▶ ПРИМЕНИТЕ ПРОЧИТАННОЕ
**1)** Ответьте на вопросы по отрывку о Мейне и его котах:
(a) Как звали одного из котов Мейна?
(b) Чего не нашлось у Мейна дома?
(c) В какой мешок Мейн сунул котов?
**2)** Перепишите без изменений фрагмент отрывка о Мейне и его котах от слов «Еще он любил» до слов «подавать признаки жизни.».

**** ВЫБРАННЫЙ ОТРЫВОК ****

Еще он любил своих четырех котов, из которых одного звали Бисмарком. И как-то этот самый Мейн, придя после дежурства в штурмовых отрядах домой, почувствовал, что от его котов, одного из которых звали Бисмарк (имя кота, заметим, повторяется всякий раз вместе с зачином «Давным-давно жил…» и т. д.), как-то плохо пахнет. Это показалось ему странным и несносным, да к тому же дома не сыскалось ни капли любимой можжевеловки. «Мейн, будучи музыкантом и членом кавалерийской духовой капеллы у штурмовиков, схватил кочергу… и до тех пор охаживал своих котов, пока не решил, что все четверо, включая кота по имени Бисмарк, уже испустили дух, подохли, хотя кошачий запах, надо сказать, не стал от этого менее пронзительным…» (перевод С. Фридлянд). Мейн сунул котов в мешок из-под картошки и попытался затолкать в мусорный ящик. Но когда он ушел со двора, мешок ожил и начал подавать признаки жизни.

**** ИСХОДНЫЕ ДАННЫЕ ****

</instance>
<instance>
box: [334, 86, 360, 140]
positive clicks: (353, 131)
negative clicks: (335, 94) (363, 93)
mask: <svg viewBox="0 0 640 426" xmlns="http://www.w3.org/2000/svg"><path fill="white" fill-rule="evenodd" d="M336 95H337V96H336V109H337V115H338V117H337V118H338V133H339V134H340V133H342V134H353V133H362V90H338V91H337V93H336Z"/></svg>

****
**** ИСХОДНЫЕ ДАННЫЕ ****

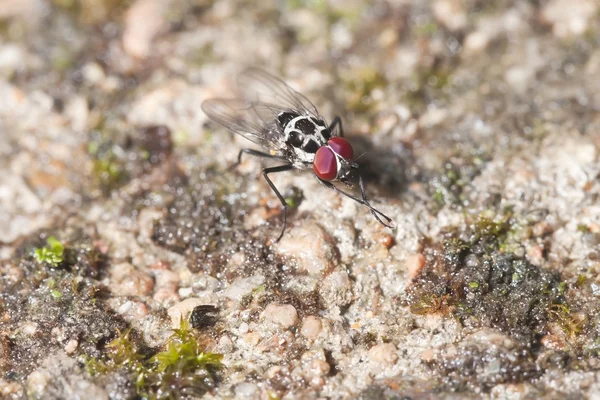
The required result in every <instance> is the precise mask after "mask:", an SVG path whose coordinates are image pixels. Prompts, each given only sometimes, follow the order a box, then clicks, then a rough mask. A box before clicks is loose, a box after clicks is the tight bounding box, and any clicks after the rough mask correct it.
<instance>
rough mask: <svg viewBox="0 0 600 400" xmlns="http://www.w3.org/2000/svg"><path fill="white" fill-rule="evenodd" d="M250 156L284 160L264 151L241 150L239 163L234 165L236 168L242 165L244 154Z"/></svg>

****

▶ ОТВЕТЫ ПО ПУНКТАМ
**1)**
(a) Бисмарк.
(b) Ни капли любимой можжевеловки.
(c) В мешок из-под картошки.

**2)**
Еще он любил своих четырех котов, из которых одного звали Бисмарком. И как-то этот самый Мейн, придя после дежурства в штурмовых отрядах домой, почувствовал, что от его котов, одного из которых звали Бисмарк (имя кота, заметим, повторяется всякий раз вместе с зачином «Давным-давно жил…» и т. д.), как-то плохо пахнет. Это показалось ему странным и несносным, да к тому же дома не сыскалось ни капли любимой можжевеловки. «Мейн, будучи музыкантом и членом кавалерийской духовой капеллы у штурмовиков, схватил кочергу… и до тех пор охаживал своих котов, пока не решил, что все четверо, включая кота по имени Бисмарк, уже испустили дух, подохли, хотя кошачий запах, надо сказать, не стал от этого менее пронзительным…» (перевод С. Фридлянд). Мейн сунул котов в мешок из-под картошки и попытался затолкать в мусорный ящик. Но когда он ушел со двора, мешок ожил и начал подавать признаки жизни.